━━━ Data to process ━━━

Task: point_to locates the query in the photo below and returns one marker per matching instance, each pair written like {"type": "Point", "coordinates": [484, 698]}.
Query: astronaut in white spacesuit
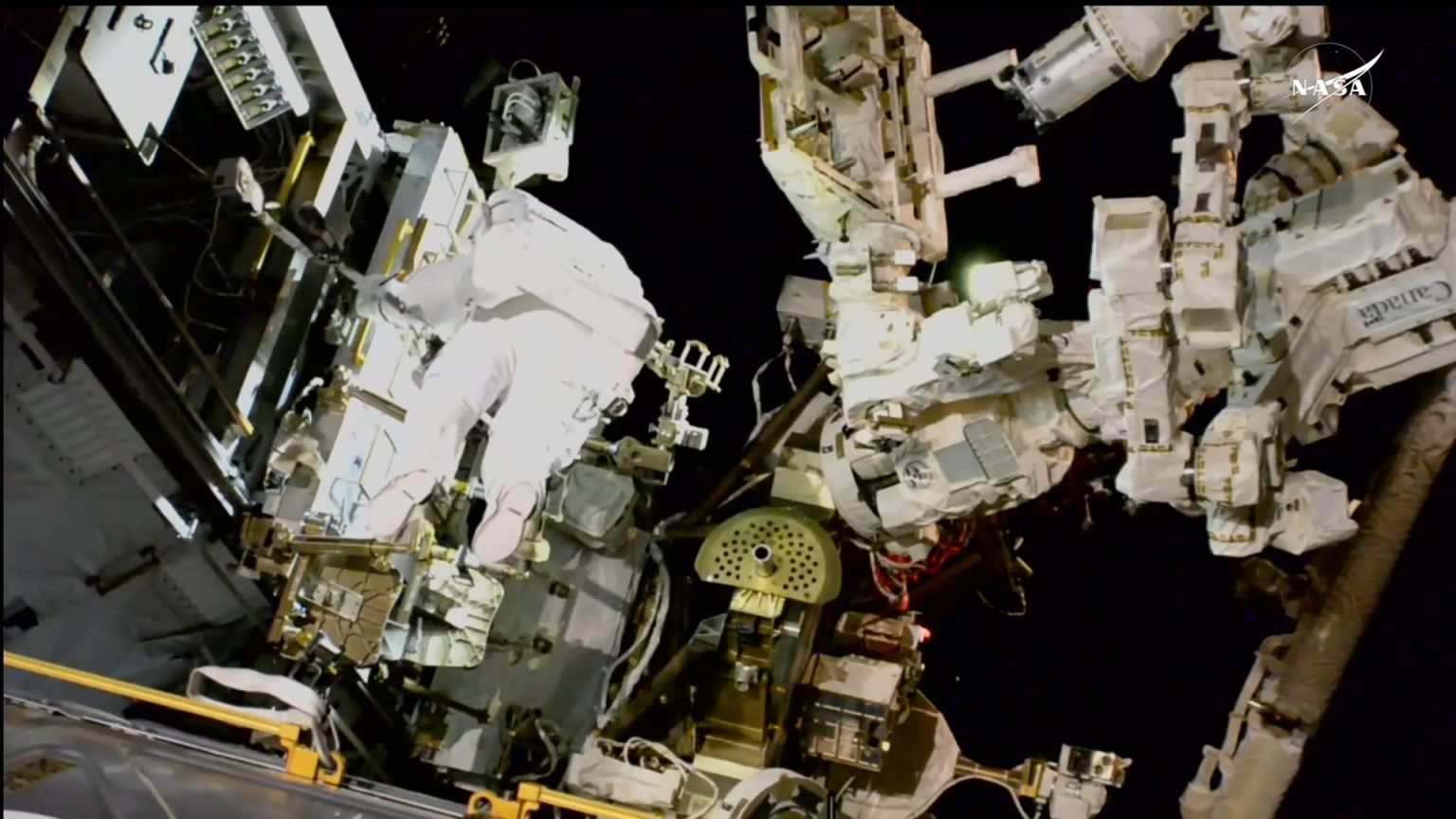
{"type": "Point", "coordinates": [552, 330]}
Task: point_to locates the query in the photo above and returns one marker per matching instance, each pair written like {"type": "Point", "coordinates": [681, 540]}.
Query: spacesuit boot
{"type": "Point", "coordinates": [504, 523]}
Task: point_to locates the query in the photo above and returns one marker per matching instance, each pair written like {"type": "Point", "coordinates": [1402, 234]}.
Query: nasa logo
{"type": "Point", "coordinates": [1322, 91]}
{"type": "Point", "coordinates": [1407, 303]}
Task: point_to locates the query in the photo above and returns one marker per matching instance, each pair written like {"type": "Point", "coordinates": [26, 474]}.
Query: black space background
{"type": "Point", "coordinates": [1133, 642]}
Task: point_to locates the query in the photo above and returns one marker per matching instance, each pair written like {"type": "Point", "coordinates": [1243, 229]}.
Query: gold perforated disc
{"type": "Point", "coordinates": [803, 563]}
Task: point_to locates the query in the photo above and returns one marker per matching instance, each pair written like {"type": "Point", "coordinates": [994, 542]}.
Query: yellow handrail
{"type": "Point", "coordinates": [532, 797]}
{"type": "Point", "coordinates": [301, 761]}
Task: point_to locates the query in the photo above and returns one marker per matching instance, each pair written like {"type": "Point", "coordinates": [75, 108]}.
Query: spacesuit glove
{"type": "Point", "coordinates": [500, 532]}
{"type": "Point", "coordinates": [391, 509]}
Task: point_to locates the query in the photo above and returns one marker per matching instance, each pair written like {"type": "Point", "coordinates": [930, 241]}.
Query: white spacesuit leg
{"type": "Point", "coordinates": [540, 428]}
{"type": "Point", "coordinates": [462, 384]}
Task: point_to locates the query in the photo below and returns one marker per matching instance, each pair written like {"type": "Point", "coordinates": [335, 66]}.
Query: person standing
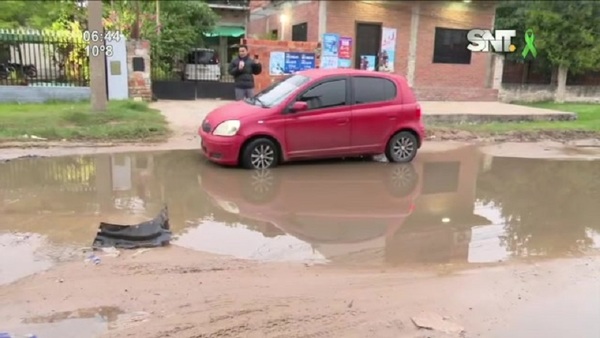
{"type": "Point", "coordinates": [243, 69]}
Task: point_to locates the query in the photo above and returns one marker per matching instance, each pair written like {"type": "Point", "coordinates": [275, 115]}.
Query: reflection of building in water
{"type": "Point", "coordinates": [439, 228]}
{"type": "Point", "coordinates": [131, 177]}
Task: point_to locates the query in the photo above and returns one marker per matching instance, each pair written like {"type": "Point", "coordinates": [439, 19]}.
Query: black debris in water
{"type": "Point", "coordinates": [149, 234]}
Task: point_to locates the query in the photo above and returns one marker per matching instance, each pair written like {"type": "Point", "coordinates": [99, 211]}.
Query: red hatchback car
{"type": "Point", "coordinates": [317, 114]}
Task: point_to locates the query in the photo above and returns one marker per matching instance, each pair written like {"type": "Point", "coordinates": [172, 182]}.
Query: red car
{"type": "Point", "coordinates": [317, 114]}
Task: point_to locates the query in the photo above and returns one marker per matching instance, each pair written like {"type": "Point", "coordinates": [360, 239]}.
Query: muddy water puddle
{"type": "Point", "coordinates": [71, 324]}
{"type": "Point", "coordinates": [455, 206]}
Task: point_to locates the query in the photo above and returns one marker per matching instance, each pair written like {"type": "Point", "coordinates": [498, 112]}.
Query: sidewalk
{"type": "Point", "coordinates": [188, 115]}
{"type": "Point", "coordinates": [477, 112]}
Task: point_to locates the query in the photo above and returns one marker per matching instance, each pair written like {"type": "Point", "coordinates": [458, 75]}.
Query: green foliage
{"type": "Point", "coordinates": [567, 32]}
{"type": "Point", "coordinates": [124, 120]}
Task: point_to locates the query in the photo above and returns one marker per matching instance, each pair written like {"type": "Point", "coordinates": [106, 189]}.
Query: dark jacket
{"type": "Point", "coordinates": [244, 78]}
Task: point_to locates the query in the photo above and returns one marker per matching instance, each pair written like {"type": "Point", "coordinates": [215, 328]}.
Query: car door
{"type": "Point", "coordinates": [374, 111]}
{"type": "Point", "coordinates": [323, 129]}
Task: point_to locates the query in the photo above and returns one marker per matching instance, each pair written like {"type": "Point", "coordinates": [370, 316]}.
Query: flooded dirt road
{"type": "Point", "coordinates": [485, 241]}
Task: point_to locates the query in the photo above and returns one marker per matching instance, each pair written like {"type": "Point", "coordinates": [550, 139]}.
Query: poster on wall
{"type": "Point", "coordinates": [344, 63]}
{"type": "Point", "coordinates": [285, 63]}
{"type": "Point", "coordinates": [387, 54]}
{"type": "Point", "coordinates": [345, 52]}
{"type": "Point", "coordinates": [330, 47]}
{"type": "Point", "coordinates": [367, 62]}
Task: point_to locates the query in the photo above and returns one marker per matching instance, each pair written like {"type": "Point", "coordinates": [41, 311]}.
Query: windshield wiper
{"type": "Point", "coordinates": [262, 104]}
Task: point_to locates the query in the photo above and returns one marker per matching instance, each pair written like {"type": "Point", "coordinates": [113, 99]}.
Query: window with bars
{"type": "Point", "coordinates": [450, 46]}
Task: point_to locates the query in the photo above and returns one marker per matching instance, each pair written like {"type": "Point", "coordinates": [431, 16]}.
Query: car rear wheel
{"type": "Point", "coordinates": [261, 153]}
{"type": "Point", "coordinates": [402, 147]}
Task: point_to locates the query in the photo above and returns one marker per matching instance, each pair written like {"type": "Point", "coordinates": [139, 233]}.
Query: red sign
{"type": "Point", "coordinates": [345, 50]}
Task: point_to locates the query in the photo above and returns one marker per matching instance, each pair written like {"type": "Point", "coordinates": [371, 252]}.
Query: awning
{"type": "Point", "coordinates": [234, 31]}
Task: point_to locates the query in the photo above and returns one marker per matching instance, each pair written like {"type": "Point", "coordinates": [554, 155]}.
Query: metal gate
{"type": "Point", "coordinates": [197, 74]}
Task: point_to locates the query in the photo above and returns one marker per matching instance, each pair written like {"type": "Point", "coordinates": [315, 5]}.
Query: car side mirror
{"type": "Point", "coordinates": [298, 106]}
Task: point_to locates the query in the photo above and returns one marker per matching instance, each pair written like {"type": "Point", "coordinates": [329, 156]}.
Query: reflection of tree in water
{"type": "Point", "coordinates": [547, 204]}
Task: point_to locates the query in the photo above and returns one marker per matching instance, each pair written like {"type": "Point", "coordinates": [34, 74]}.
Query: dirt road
{"type": "Point", "coordinates": [175, 292]}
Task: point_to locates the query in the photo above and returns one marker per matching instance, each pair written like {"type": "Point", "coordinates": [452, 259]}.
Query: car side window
{"type": "Point", "coordinates": [326, 95]}
{"type": "Point", "coordinates": [373, 89]}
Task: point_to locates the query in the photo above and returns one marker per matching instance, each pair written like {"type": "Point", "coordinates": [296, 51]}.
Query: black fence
{"type": "Point", "coordinates": [33, 58]}
{"type": "Point", "coordinates": [229, 3]}
{"type": "Point", "coordinates": [197, 73]}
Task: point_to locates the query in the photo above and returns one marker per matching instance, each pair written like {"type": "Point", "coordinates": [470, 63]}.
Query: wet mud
{"type": "Point", "coordinates": [448, 211]}
{"type": "Point", "coordinates": [457, 206]}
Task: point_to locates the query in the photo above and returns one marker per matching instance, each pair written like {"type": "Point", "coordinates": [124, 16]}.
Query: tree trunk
{"type": "Point", "coordinates": [561, 86]}
{"type": "Point", "coordinates": [525, 74]}
{"type": "Point", "coordinates": [97, 63]}
{"type": "Point", "coordinates": [554, 76]}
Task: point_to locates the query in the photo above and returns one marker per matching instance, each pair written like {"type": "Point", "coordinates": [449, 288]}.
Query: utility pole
{"type": "Point", "coordinates": [97, 62]}
{"type": "Point", "coordinates": [158, 17]}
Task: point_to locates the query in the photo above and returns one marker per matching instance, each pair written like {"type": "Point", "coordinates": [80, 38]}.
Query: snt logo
{"type": "Point", "coordinates": [480, 40]}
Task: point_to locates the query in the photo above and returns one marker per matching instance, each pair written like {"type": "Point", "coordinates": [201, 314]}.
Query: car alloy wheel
{"type": "Point", "coordinates": [262, 156]}
{"type": "Point", "coordinates": [260, 153]}
{"type": "Point", "coordinates": [402, 147]}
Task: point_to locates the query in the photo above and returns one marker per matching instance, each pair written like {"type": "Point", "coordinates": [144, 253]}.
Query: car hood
{"type": "Point", "coordinates": [233, 111]}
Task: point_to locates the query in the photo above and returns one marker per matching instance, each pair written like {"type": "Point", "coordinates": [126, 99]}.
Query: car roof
{"type": "Point", "coordinates": [319, 73]}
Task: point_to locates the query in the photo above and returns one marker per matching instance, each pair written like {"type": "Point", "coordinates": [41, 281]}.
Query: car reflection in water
{"type": "Point", "coordinates": [362, 212]}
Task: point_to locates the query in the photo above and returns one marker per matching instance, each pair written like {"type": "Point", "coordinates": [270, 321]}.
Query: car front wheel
{"type": "Point", "coordinates": [402, 147]}
{"type": "Point", "coordinates": [261, 154]}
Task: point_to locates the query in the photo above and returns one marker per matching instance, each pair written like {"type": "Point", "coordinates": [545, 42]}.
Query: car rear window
{"type": "Point", "coordinates": [373, 89]}
{"type": "Point", "coordinates": [202, 57]}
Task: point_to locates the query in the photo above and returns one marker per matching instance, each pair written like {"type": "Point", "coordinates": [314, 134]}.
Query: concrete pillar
{"type": "Point", "coordinates": [561, 87]}
{"type": "Point", "coordinates": [498, 70]}
{"type": "Point", "coordinates": [412, 45]}
{"type": "Point", "coordinates": [138, 70]}
{"type": "Point", "coordinates": [223, 58]}
{"type": "Point", "coordinates": [322, 18]}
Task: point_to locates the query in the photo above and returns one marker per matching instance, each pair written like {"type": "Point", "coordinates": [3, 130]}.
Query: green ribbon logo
{"type": "Point", "coordinates": [530, 44]}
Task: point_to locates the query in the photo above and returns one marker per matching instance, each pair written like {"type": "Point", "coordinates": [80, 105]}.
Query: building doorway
{"type": "Point", "coordinates": [368, 42]}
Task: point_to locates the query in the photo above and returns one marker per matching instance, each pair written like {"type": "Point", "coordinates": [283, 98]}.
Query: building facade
{"type": "Point", "coordinates": [430, 44]}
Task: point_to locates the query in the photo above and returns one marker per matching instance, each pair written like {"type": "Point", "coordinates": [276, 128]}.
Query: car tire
{"type": "Point", "coordinates": [260, 154]}
{"type": "Point", "coordinates": [401, 180]}
{"type": "Point", "coordinates": [402, 147]}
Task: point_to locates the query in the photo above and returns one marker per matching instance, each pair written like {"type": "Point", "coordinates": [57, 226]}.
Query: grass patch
{"type": "Point", "coordinates": [588, 120]}
{"type": "Point", "coordinates": [123, 120]}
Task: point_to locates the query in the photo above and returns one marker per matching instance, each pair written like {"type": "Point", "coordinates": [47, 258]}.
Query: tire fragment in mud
{"type": "Point", "coordinates": [149, 234]}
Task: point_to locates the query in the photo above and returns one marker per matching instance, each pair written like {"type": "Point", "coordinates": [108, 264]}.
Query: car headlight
{"type": "Point", "coordinates": [227, 128]}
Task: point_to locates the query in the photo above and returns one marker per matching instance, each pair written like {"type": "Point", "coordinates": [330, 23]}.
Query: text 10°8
{"type": "Point", "coordinates": [94, 50]}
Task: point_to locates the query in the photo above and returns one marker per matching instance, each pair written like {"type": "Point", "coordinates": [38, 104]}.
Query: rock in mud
{"type": "Point", "coordinates": [436, 322]}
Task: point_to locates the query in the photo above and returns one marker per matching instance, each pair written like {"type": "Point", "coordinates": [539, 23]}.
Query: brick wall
{"type": "Point", "coordinates": [264, 21]}
{"type": "Point", "coordinates": [230, 17]}
{"type": "Point", "coordinates": [140, 84]}
{"type": "Point", "coordinates": [431, 81]}
{"type": "Point", "coordinates": [451, 15]}
{"type": "Point", "coordinates": [343, 15]}
{"type": "Point", "coordinates": [264, 48]}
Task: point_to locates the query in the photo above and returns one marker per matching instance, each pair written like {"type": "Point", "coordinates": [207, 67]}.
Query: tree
{"type": "Point", "coordinates": [567, 33]}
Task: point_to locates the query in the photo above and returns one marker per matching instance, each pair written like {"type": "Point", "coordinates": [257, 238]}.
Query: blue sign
{"type": "Point", "coordinates": [295, 62]}
{"type": "Point", "coordinates": [285, 63]}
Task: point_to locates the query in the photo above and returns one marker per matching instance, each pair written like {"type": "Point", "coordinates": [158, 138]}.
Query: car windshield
{"type": "Point", "coordinates": [279, 91]}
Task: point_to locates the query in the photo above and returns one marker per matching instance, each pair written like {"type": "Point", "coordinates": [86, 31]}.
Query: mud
{"type": "Point", "coordinates": [337, 248]}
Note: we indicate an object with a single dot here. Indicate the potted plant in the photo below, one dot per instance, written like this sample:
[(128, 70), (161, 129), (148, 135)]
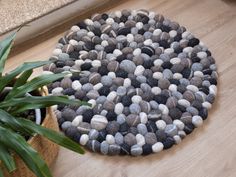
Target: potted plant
[(26, 146)]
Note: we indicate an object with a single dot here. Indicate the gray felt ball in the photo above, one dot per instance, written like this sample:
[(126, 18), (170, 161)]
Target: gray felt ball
[(148, 81)]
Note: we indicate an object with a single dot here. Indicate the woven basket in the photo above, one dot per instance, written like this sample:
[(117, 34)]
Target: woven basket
[(47, 149)]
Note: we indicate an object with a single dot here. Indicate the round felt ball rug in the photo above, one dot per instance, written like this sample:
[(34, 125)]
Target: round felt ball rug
[(150, 82)]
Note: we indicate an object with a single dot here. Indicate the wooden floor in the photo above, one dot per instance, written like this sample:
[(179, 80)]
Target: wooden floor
[(210, 151)]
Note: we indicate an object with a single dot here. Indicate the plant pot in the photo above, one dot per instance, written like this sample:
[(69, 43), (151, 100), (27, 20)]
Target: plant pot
[(47, 149)]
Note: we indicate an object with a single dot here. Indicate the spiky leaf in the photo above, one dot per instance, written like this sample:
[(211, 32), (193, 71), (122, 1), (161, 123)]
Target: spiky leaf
[(31, 158), (7, 158)]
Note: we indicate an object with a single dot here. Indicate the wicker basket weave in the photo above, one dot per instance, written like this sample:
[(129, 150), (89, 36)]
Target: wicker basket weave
[(47, 149)]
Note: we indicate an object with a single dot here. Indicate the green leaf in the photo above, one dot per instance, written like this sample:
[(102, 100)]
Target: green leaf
[(18, 144), (23, 78), (5, 47), (4, 80), (34, 84), (6, 158), (1, 173), (33, 102), (52, 135), (31, 127), (13, 123)]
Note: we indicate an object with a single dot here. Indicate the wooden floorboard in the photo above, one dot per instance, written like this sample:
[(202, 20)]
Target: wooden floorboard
[(210, 151)]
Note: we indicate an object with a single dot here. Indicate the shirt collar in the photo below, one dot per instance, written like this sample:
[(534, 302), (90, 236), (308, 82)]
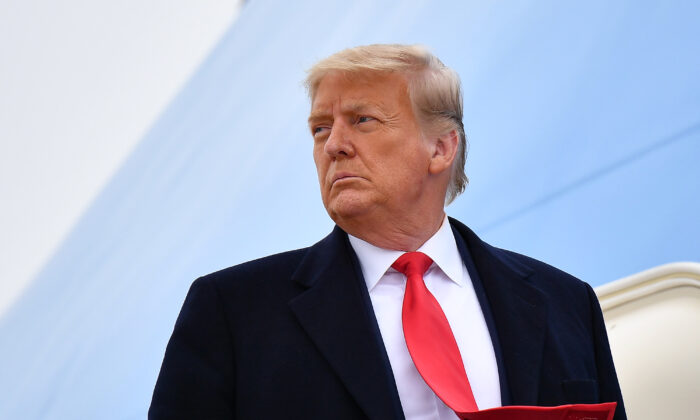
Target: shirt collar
[(441, 248)]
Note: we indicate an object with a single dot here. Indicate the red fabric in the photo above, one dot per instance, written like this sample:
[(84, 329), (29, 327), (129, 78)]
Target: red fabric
[(429, 337), (435, 353)]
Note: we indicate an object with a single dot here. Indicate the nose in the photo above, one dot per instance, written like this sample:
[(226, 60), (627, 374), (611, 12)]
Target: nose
[(339, 142)]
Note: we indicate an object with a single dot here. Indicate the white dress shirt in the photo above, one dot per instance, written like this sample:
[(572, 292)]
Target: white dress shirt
[(449, 281)]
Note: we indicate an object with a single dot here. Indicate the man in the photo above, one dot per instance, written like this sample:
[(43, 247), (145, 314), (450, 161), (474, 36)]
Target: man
[(350, 328)]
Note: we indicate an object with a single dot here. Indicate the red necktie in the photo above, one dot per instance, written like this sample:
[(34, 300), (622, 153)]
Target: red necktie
[(435, 353)]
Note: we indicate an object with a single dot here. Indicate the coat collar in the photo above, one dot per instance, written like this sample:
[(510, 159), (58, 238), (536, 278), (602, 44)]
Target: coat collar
[(519, 312), (335, 311)]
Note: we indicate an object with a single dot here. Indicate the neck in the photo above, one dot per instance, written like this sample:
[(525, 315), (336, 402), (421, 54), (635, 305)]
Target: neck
[(400, 235)]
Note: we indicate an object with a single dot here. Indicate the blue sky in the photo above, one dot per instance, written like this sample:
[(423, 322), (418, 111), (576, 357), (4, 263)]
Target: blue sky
[(584, 129)]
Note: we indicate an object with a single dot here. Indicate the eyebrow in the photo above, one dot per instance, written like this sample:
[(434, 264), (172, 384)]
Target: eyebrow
[(353, 108)]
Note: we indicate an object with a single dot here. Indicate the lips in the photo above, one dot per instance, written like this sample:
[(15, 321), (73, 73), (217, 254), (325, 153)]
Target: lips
[(342, 175)]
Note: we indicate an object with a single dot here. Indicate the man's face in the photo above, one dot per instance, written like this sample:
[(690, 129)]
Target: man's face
[(371, 157)]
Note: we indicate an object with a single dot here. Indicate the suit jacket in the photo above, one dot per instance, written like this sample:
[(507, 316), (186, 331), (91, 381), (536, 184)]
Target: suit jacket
[(293, 336)]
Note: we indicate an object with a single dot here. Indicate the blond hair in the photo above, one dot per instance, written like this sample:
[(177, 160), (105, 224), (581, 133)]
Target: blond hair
[(433, 88)]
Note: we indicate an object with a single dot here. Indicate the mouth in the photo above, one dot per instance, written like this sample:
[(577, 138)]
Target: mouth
[(340, 176)]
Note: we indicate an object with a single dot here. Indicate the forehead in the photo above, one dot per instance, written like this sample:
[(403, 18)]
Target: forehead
[(358, 89)]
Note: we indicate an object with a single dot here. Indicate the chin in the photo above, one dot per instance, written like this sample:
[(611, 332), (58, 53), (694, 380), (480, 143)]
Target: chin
[(346, 208)]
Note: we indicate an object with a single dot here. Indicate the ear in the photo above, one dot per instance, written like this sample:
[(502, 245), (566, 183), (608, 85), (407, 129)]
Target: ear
[(444, 152)]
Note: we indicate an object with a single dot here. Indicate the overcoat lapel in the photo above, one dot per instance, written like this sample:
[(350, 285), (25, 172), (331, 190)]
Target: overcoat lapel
[(334, 313), (519, 312)]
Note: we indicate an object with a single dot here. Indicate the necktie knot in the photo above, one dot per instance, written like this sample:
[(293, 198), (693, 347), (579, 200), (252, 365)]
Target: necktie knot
[(412, 263)]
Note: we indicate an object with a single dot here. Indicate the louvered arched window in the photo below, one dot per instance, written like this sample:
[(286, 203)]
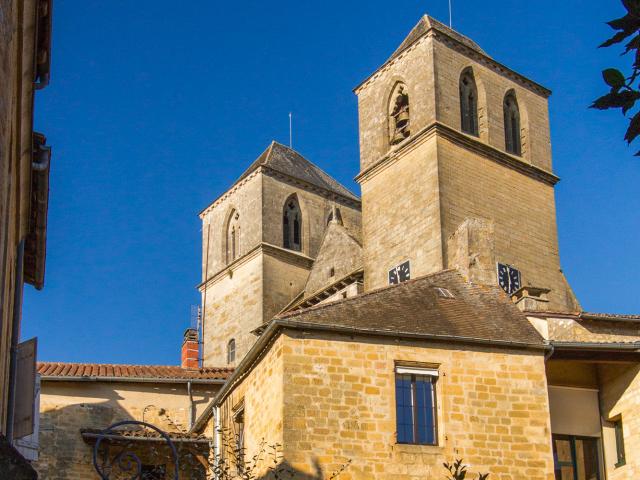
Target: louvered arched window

━━━

Every line from the one with "Indicate the overcoat" through the last line of the material gets printed exactly, and nothing more. Omit the pictures.

Note: we indicate an object with a single dot here. Indicate the overcoat lapel in the photo above, one dot per instance, written like this sample:
[(350, 285), (25, 172), (331, 190)]
Target: overcoat lapel
[(334, 313), (519, 312)]
Note: we indicate an object with a single dot here. Indicate the necktie knot in the photo above, one dot per instance, written like this sample:
[(293, 198), (693, 347), (579, 200), (252, 365)]
Target: necktie knot
[(412, 263)]
Note: we indicate an object with a single dot here. Indicate the louvered arched window in the photo below, one dot per instance, written like this sample:
[(286, 203)]
Target: louvered arched window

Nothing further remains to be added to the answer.